Provided material: Begin

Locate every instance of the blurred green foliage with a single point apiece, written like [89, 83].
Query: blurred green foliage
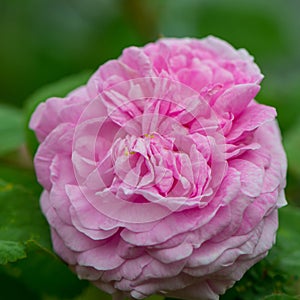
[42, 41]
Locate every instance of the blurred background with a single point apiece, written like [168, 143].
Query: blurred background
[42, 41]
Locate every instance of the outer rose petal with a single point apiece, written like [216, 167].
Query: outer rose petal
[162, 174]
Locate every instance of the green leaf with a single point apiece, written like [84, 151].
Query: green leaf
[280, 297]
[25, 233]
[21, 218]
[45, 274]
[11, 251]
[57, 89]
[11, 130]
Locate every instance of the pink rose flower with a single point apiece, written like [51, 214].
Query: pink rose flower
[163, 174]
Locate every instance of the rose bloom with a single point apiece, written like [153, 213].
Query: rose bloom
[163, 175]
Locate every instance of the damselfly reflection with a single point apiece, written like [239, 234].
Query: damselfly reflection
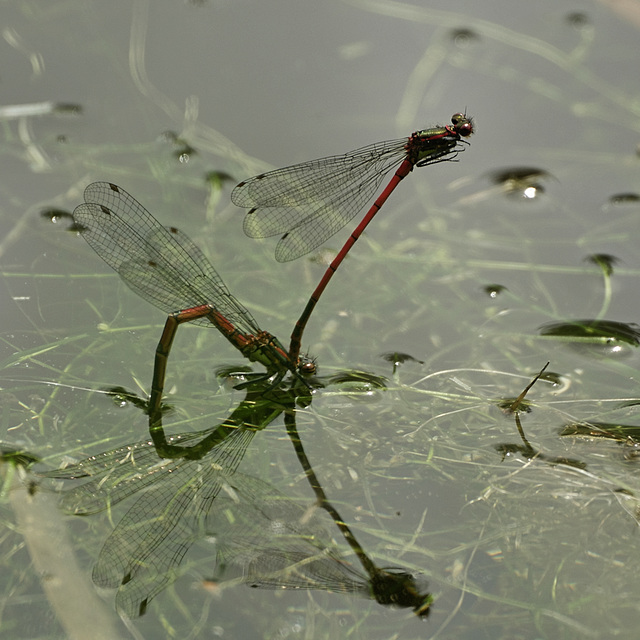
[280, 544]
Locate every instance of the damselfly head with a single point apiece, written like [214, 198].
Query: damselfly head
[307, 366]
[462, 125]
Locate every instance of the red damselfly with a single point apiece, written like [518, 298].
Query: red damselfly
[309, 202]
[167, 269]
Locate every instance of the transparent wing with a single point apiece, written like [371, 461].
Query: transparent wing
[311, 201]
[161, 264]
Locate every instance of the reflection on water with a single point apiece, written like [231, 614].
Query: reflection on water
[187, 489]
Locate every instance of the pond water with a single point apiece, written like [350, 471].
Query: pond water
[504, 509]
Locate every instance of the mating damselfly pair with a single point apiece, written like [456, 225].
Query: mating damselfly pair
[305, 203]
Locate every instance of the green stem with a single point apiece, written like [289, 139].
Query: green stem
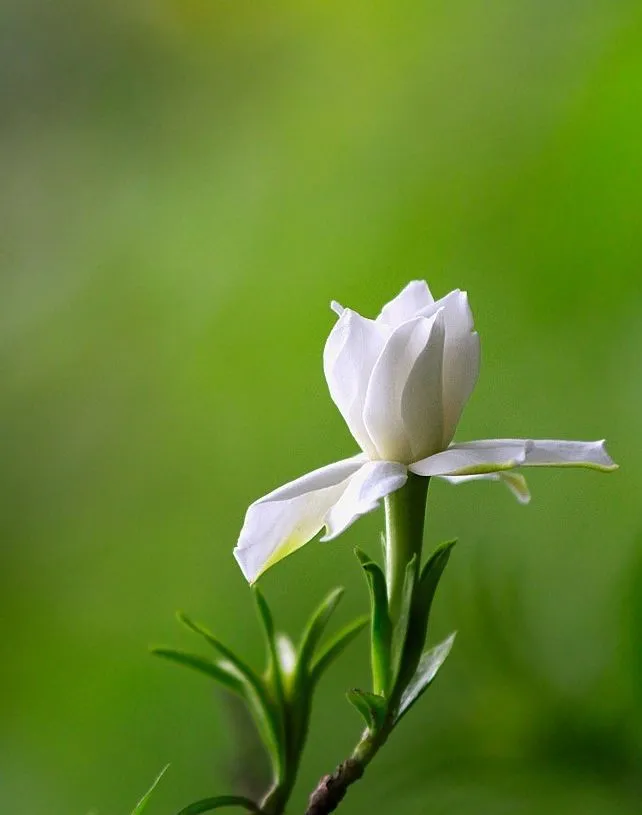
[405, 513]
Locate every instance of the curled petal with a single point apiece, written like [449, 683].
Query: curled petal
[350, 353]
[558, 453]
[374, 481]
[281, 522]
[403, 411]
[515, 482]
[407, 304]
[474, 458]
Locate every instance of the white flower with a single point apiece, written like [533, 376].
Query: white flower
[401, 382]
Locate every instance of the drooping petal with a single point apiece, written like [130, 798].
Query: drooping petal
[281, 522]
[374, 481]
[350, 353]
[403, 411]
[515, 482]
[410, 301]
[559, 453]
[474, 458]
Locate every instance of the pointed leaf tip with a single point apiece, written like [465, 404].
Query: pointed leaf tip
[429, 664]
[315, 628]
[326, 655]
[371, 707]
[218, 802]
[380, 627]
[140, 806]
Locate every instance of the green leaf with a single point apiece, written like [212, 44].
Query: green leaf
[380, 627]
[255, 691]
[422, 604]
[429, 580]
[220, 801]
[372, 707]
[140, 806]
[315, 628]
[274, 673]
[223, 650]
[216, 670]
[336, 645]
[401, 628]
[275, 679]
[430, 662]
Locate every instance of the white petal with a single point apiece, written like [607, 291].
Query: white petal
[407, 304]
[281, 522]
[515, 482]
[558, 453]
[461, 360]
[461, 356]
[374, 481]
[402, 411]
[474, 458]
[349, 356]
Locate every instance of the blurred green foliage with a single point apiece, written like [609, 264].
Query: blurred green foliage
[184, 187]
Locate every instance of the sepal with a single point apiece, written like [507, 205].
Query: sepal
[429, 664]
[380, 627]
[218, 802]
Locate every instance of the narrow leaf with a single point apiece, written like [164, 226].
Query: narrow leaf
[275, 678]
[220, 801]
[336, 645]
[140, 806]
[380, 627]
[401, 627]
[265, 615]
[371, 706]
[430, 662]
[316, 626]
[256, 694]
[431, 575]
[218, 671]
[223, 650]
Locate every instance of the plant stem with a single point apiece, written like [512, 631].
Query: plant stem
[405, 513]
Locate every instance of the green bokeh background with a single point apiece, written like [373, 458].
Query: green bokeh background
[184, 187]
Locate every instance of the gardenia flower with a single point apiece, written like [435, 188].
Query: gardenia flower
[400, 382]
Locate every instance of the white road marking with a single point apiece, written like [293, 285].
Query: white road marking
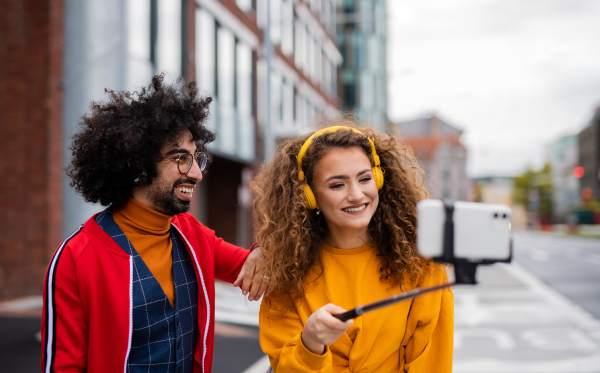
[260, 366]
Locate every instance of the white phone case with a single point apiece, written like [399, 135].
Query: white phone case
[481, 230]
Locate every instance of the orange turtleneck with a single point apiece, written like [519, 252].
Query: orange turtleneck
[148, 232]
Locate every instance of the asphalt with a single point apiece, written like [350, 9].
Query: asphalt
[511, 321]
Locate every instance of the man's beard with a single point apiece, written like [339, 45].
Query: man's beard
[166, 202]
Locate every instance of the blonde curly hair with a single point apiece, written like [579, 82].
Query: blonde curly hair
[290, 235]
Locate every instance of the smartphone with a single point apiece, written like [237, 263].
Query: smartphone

Provided material: End

- **What this task involves**: The answer must be a single number: how many lines above contain the word "smartphone".

- **Task result**: 2